Description of the task:
Copy the items below word for word, leaving out the pictures.

** start Raw records **

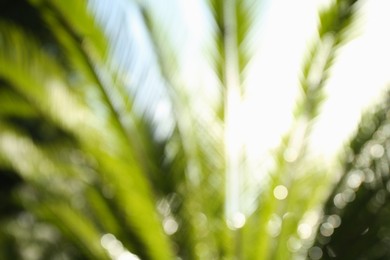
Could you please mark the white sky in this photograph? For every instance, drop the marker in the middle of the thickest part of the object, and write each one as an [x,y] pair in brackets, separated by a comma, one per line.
[360,74]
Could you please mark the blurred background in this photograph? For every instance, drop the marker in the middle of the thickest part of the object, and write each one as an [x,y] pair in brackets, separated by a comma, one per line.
[204,129]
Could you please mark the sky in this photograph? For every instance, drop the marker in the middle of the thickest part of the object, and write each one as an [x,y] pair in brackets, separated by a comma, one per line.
[358,78]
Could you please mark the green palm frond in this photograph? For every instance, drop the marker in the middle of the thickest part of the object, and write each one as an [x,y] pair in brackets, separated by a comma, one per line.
[119,120]
[356,213]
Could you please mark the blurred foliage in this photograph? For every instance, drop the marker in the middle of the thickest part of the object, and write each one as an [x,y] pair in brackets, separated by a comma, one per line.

** end Raw records **

Written solution:
Could you please mark the white sky in this photograph? For every instance, drop the marker in the middle of the thickest part of the object, and write each one as an [x,y] pair in brackets, separated by a comma, one per line.
[360,74]
Could you please mark the blurred background in this photograph? For every instance, drop the marker in the middle of the thickest part of the object, and write each one as an [x,y] pair in brackets, separated by a comma, one per line.
[204,129]
Could you please mark the sky in this photograph? For every instance, drop the marker in the middle of the thickest part of the object, and write each one as an [x,y] pair in brackets, separated by a comma, one per line.
[358,78]
Could you please mark the green palm frond in this photograph? For every instance, drop the marker in the middle of the thickest part of the object, and write each one as an [x,y] pair in brackets, separated by a comma, one per line.
[119,120]
[356,213]
Could you please mark the blurred foliage in this photograph? For every instance, drop the marker in the middle of the thickest part of the object, and write each one as an [x,y] pair in brackets, separated by a comma, one per line.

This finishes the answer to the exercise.